══ 文書 ══

やっぱり早起きは、三文の徳
このところ朝は、6時少し前に目が覚める。今朝はゆっくり寝ていて構わないはずなのに、なぜか5時少しすぎには目が覚めた。一週間の疲れで体は心地よい疲れを感じている。このまま横になっていれば、そのうち眠気が来て二度寝へと落ちるはず。でも早起きは三文の徳だと、そのまま起きた。朝飯をそそくさと一人で食べ、ごそごそしてたら、よっちゃんが起きてきた。部屋の時計を見ながら「この時計遅れてるんじゃない、今、何時? ちょっとテレビつけて」というから、(昨夜録画して見ていた「生さだ」をしぶしぶ止めて、)机のうえのリモコンをぽちぽち押したら6時少し過ぎ、ちょうど3月の末に亡くなられた奈良岡朋子さんのドキュメンタリー番組が始まったところだった。
奈良岡さんが亡くなられたのは、テレビニュースで知った。またひとり、すてきな方が亡くなられてしまったと思った。特別番組でもやらないかなあと思っていたので、今日は ❝ いい日だ、憑いてる ❞ と思った。

═══
══ 提供データ ══

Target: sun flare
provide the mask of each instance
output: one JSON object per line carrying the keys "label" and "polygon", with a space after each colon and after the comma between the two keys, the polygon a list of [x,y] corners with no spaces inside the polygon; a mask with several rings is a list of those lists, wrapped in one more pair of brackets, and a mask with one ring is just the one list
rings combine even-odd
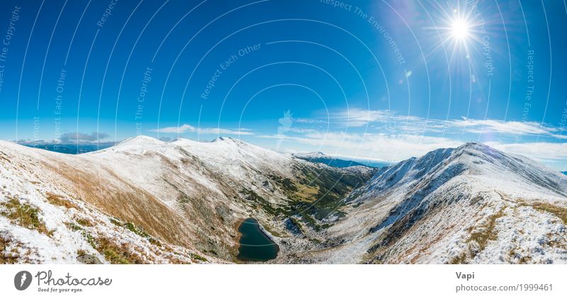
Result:
{"label": "sun flare", "polygon": [[462,18],[455,18],[451,23],[451,34],[453,38],[464,40],[470,35],[470,24]]}

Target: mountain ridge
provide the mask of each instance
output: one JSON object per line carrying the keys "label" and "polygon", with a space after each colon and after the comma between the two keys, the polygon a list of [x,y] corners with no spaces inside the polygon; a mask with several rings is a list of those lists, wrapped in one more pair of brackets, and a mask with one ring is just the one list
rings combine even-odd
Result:
{"label": "mountain ridge", "polygon": [[378,169],[224,137],[78,155],[0,141],[0,171],[5,262],[233,262],[251,217],[271,263],[567,262],[565,176],[479,143]]}

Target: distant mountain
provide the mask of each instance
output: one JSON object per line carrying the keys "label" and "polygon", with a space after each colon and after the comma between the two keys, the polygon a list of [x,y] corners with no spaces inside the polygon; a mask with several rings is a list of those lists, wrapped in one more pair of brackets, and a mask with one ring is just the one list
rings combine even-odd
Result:
{"label": "distant mountain", "polygon": [[344,168],[350,167],[352,166],[366,166],[369,167],[381,167],[386,166],[386,164],[378,163],[374,162],[365,162],[364,163],[357,162],[356,161],[344,160],[339,158],[333,158],[329,157],[321,152],[308,152],[305,154],[293,154],[293,157],[298,159],[302,159],[305,161],[309,161],[313,163],[322,163],[333,167]]}
{"label": "distant mountain", "polygon": [[77,154],[85,152],[94,152],[99,150],[106,149],[114,145],[114,142],[104,142],[99,145],[73,145],[73,144],[23,144],[26,147],[35,147],[45,150],[51,152],[60,152],[63,154]]}
{"label": "distant mountain", "polygon": [[381,169],[296,262],[567,263],[567,180],[479,143]]}
{"label": "distant mountain", "polygon": [[249,217],[285,250],[344,217],[374,172],[227,137],[138,136],[78,155],[0,141],[0,262],[232,261]]}
{"label": "distant mountain", "polygon": [[567,263],[565,176],[479,143],[376,169],[228,137],[0,141],[0,186],[2,264],[233,262],[249,218],[271,263]]}

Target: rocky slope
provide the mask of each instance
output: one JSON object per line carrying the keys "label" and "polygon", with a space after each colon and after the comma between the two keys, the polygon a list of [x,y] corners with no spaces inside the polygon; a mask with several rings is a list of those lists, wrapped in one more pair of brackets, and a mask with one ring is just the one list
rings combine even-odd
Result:
{"label": "rocky slope", "polygon": [[78,155],[0,142],[0,261],[190,263],[235,261],[248,217],[283,252],[309,244],[374,171],[139,136]]}
{"label": "rocky slope", "polygon": [[316,263],[567,263],[567,180],[478,143],[382,169],[346,201]]}

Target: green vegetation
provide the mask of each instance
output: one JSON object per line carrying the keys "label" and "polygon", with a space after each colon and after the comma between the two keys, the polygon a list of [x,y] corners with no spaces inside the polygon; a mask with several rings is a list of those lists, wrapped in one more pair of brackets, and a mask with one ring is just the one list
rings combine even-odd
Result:
{"label": "green vegetation", "polygon": [[0,203],[0,206],[5,208],[0,214],[11,220],[13,224],[35,230],[49,237],[53,235],[53,230],[48,230],[45,222],[40,218],[40,210],[38,207],[22,203],[15,198],[11,198],[6,203]]}
{"label": "green vegetation", "polygon": [[72,230],[73,232],[77,232],[77,230],[83,230],[83,227],[73,223],[73,222],[65,222],[65,226],[67,227],[69,230]]}
{"label": "green vegetation", "polygon": [[16,264],[20,257],[18,251],[14,248],[11,252],[6,249],[10,244],[9,239],[0,237],[0,264]]}
{"label": "green vegetation", "polygon": [[74,208],[76,210],[80,210],[78,205],[75,205],[74,203],[72,203],[66,199],[63,199],[61,196],[54,194],[50,192],[47,193],[47,199],[49,203],[52,205],[59,205],[61,207],[64,207],[66,208]]}
{"label": "green vegetation", "polygon": [[130,252],[125,244],[118,246],[106,238],[97,239],[95,249],[111,264],[144,264],[144,261]]}
{"label": "green vegetation", "polygon": [[145,238],[150,238],[151,236],[146,232],[143,228],[137,227],[134,223],[132,222],[126,222],[124,223],[124,227],[128,228],[132,232],[137,235],[140,237],[145,237]]}
{"label": "green vegetation", "polygon": [[112,217],[110,218],[109,219],[111,220],[111,222],[112,224],[113,224],[114,225],[121,226],[123,227],[127,228],[128,230],[130,230],[130,232],[137,235],[138,236],[147,239],[147,242],[149,242],[150,244],[151,244],[152,245],[155,245],[155,246],[159,246],[159,247],[162,247],[162,242],[159,242],[159,239],[152,237],[152,235],[148,234],[147,232],[146,232],[146,231],[144,230],[144,229],[142,227],[136,226],[136,225],[135,225],[134,223],[129,222],[122,222],[119,220],[116,219],[116,218],[112,218]]}
{"label": "green vegetation", "polygon": [[522,204],[524,205],[529,205],[540,212],[547,212],[553,214],[561,219],[564,224],[567,225],[567,208],[545,203],[534,203],[531,205],[523,203]]}
{"label": "green vegetation", "polygon": [[86,218],[79,218],[77,220],[77,222],[82,226],[91,227],[94,225],[93,222],[91,222],[91,220]]}
{"label": "green vegetation", "polygon": [[496,221],[498,218],[505,215],[504,213],[504,209],[506,207],[503,207],[498,212],[489,216],[483,225],[478,227],[469,227],[468,231],[471,235],[466,241],[466,243],[468,244],[471,242],[476,242],[476,244],[478,244],[478,249],[473,251],[471,249],[471,245],[469,244],[468,250],[454,257],[449,261],[449,264],[466,264],[466,260],[468,259],[474,259],[476,254],[486,248],[488,241],[497,239],[498,236],[498,232],[495,230]]}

═══

▶ 取り組む課題:
**1)** 早起きの文章のうち、「やっぱり早起きは、三文の徳」を含む語句から始めて「番組が始まったところだった。」で終えるまでを、「三文の徳」を「三文の得」に置き換えて書き直すこと。
**2)** 早起きの文章にある一文「奈良岡さんが亡くなられたのは、テレビニュースで知った。」を英語に訳すこと。
データは早起きの文章とは別の資料である。

▶ 演習の結果:
**1)**
やっぱり早起きは、三文の得
このところ朝は、6時少し前に目が覚める。今朝はゆっくり寝ていて構わないはずなのに、なぜか5時少しすぎには目が覚めた。一週間の疲れで体は心地よい疲れを感じている。このまま横になっていれば、そのうち眠気が来て二度寝へと落ちるはず。でも早起きは三文の得だと、そのまま起きた。朝飯をそそくさと一人で食べ、ごそごそしてたら、よっちゃんが起きてきた。部屋の時計を見ながら「この時計遅れてるんじゃない、今、何時? ちょっとテレビつけて」というから、(昨夜録画して見ていた「生さだ」をしぶしぶ止めて、)机のうえのリモコンをぽちぽち押したら6時少し過ぎ、ちょうど3月の末に亡くなられた奈良岡朋子さんのドキュメンタリー番組が始まったところだった。

**2)** I learned of Ms. Naraoka's passing from the TV news.